> [Stored data entries]:
-=-=-
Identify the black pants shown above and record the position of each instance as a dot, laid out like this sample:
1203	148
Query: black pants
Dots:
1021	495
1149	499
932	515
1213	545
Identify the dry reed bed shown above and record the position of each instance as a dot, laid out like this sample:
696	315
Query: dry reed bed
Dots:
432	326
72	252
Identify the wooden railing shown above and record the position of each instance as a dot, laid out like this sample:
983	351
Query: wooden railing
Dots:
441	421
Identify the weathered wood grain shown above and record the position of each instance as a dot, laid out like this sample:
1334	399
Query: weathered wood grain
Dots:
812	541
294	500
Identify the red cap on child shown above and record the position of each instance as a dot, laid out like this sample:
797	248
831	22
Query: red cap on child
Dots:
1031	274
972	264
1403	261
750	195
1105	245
-=-=-
> [What the task requires]:
Give the lines again, exactly as they stand, from the beginning of the data through the line with "Identify the weathered".

> [Solved problem]:
Identify the black pants shown above and record the position of each instance as a dot, laid out like this sample:
1203	148
Query: black pants
Dots:
1021	495
1149	499
932	515
1213	545
Identify the dry reed bed shown above and record the position of each instance as a dot, laid out like this sample:
696	315
Query: dry reed bed
Dots:
432	326
72	252
Identify the wooden railing shown above and record the position of each instance as a dot, laid out like this sample:
983	351
Query: wooden railing
Dots:
441	421
Identify the weathered wood grain shown above and record the position of each instance as a dot, laid out like this sample:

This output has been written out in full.